**** Reading text ****

Ivermectin the facts and science

She is clearly forbidden by Youtube from recommending Ivermectin so make of this what you will, but without a doubt she is telling you to use Ivermectin if you fall ill with Covid. These are the first few comments that follow the Youtube presentation.

I tested positive for covid Pneumonia. Tried everything over the counter. Was going downhill. My doctor put me on a regimen including Ivermectin. 12 hours later, I was on my way back to the living.

I know over 10 family members in Mexico who took this medicine and in 2 days all symptoms were gone, period.

Such a clear presentation of the science, thank you.

Holy Cow, Doctor’s careers are in endangered if they recommend Ivermectin. I guess CDC, Big Pharma and all vaccine interests are SUPPRESSING the drug.

It’s cheap and available, nobody can get rich, so no interest. Sad. And shame on YT for being such tools of the oligarchy.

Nothing for me to add if you cannot already work it out for yourself.

“Criminally negligent”

That’s how she describes those who fail to provide Ivermectin to Covid patients. This is a doctor in Zimbabwe. This is what the caption under the video is:

Reflecting on ivermectin use in Zimbabwe, Dr Jackie Stone describes how covid-19 is now under control and everyone has the drug in their home medicine cupboard.

The major issue is why Ivermectin is so verboten that no one is even allowed to discuss it, and in some places even allowed to prescribe it. If it actually works, and eventually is seen to work, criminal negligence will be exactly the right word to describe those who have stood in the way of prescribing Ivermectin to Covid patients.

**** Source material ****

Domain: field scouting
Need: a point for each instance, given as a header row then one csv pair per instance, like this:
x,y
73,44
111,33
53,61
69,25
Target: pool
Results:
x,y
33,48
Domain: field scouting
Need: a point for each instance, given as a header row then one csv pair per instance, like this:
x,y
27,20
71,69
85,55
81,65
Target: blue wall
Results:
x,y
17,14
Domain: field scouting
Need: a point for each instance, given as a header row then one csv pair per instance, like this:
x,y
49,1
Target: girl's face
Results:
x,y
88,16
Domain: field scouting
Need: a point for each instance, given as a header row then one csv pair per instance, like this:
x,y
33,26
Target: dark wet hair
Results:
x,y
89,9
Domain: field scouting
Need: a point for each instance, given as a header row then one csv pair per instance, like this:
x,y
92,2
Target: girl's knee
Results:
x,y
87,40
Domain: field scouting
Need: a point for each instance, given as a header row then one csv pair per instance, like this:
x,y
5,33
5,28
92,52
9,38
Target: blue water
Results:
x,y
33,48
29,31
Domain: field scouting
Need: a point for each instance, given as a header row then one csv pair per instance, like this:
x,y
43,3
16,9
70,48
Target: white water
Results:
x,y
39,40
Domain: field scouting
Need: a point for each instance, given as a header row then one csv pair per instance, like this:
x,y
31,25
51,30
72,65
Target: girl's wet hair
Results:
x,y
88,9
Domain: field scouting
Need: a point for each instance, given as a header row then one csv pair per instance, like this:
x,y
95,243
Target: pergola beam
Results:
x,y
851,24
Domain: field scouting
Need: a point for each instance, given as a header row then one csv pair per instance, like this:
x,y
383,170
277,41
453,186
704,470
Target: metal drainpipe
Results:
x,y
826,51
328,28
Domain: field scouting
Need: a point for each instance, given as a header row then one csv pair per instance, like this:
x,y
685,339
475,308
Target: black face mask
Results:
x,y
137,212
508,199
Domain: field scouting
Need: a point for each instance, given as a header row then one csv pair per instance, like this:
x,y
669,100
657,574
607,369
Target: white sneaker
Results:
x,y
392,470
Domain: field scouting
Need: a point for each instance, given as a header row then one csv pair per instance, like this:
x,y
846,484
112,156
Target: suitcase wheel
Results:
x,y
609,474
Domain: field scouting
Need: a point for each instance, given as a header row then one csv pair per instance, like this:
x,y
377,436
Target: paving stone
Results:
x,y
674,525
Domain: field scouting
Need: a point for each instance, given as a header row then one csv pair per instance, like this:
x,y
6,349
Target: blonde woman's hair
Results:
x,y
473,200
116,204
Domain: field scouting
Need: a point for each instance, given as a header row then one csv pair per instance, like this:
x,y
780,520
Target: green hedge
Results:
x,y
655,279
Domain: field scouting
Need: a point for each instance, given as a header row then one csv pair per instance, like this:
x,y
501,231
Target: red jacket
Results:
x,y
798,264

****

→ **Tasks to perform**:
#1 Decide whether each statement agrees with the ivermectin post, answering yes or no and quoting the words of the post that decide it. (a) The video caption says Dr Jackie Stone reflects on ivermectin use in Zimbabwe. (b) One commenter says a doctor put them on a regimen that included ivermectin. (c) A commenter says family members in Mexico had all symptoms gone within two weeks.
#2 In the ivermectin post, what phrase does the doctor in Zimbabwe use for those who fail to provide ivermectin to Covid patients?

→ **Answer set**:
#1
(a) Yes: "Reflecting on ivermectin use in Zimbabwe, Dr Jackie Stone describes how covid-19 is now under control"
(b) Yes: "My doctor put me on a regimen including Ivermectin."
(c) No: "in 2 days all symptoms were gone, period."

#2 "Criminally negligent."